■ Instructions for the task: Please decide whether each statement below agrees with the special needs trust excerpt: 1. Under the Act, adults with capacity can now set up their own first-party SNT with their own funds. 2. The Act changes the situation for people with disabilities who lack capacity. 3. An adult without a parent or grandparent used to face a simple, inexpensive court process. Answer yes or no for each, quoting the words of the excerpt that settle it.

■ Document excerpt:
============================================================

For many of us, an unanticipated influx of money leads to getting that remodel off the ground, paying for college, or taking that long-dreamed-of vacation. For persons with disabilities, that same influx can lead to a loss of vital public benefits. The influx means the person needs to seek legal advice on whether to establish a first-party special needs trust (SNT) or join a first-party pooled SNT. See 42 USC §1396p(d)(4)(A) or 42 USC §1396p(d)(4)(C).

Until recently, to an adult with a disability and with capacity, establishing a first-party SNT represented a loss of independence because they needed to ask a parent or grandparent to help them establish the trust. For those adults without a parent or grandparent, the adult had to engage in a convoluted and costly court process. If the adult didn’t or couldn’t involve third parties, the most likely alternative was to establish an account in a pooled SNT. This is no longer the case.

Under the Special Needs Trust Fairness Act (Act), as incorporated in the 21st Century Cures Act, adults with capacity can now establish their own first party SNT using their own funds. See Pub L 114–255, 130 Stat 1033 (no effect on people with disabilities who lack capacity). This change impacts how practitioners and their clients weigh the alternative approaches to sheltering assets for purposes of SSI and Medi-Cal eligibility.

============================================================

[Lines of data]
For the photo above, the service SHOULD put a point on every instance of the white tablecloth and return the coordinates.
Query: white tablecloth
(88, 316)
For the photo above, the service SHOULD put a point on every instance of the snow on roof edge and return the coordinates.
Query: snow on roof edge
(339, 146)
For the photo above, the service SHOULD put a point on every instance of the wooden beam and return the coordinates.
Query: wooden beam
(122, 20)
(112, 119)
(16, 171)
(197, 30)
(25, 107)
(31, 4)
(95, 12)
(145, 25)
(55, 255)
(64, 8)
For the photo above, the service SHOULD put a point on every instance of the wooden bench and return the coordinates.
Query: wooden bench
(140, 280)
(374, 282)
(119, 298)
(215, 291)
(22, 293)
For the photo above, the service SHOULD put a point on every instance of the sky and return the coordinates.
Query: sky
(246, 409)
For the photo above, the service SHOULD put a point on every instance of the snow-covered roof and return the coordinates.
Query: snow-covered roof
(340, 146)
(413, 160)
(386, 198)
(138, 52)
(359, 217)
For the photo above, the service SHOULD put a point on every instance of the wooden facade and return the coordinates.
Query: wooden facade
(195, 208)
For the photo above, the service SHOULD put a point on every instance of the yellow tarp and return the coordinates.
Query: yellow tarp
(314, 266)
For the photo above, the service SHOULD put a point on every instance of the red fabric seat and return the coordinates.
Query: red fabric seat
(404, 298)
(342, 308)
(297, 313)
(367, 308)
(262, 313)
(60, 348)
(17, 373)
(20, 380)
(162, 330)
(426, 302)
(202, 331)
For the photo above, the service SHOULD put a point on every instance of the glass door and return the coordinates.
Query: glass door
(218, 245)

============================================================

■ Solved exercise:
1. Yes: "adults with capacity can now establish their own first party SNT using their own funds."
2. No: "no effect on people with disabilities who lack capacity"
3. No: "the adult had to engage in a convoluted and costly court process."